**EXERCISE AIM**
Copy verbatim the block of lines in the entries below whose first line contains "Would you mind annotating the back" and whose last line contains "Would you mind annotating the white snow". Leave out all other lines.

**AVAILABLE DATA**
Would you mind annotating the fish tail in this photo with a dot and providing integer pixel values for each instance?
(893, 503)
==
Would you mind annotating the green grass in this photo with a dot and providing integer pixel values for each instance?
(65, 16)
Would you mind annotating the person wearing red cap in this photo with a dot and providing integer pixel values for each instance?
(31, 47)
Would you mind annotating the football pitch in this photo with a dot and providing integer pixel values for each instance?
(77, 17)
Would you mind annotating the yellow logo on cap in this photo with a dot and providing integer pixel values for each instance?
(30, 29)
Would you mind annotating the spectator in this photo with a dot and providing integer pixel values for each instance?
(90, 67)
* * *
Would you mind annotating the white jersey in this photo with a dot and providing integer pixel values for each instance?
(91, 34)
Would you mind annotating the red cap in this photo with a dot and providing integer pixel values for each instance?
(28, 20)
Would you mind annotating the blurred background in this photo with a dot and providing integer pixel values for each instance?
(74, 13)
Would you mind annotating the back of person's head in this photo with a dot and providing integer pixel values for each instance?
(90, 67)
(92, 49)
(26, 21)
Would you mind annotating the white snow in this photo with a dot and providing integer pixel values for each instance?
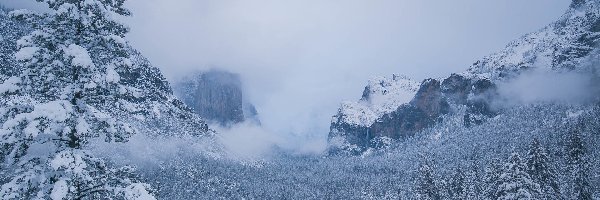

**RESULT BELOW**
Would you mind annotating the back of person's head in this photo with a dot and providing integer pixel values for each instance?
(90, 67)
(92, 49)
(26, 21)
Would you mind annotating the white snow in this photo with a dot and providing integer pixel values for each instance?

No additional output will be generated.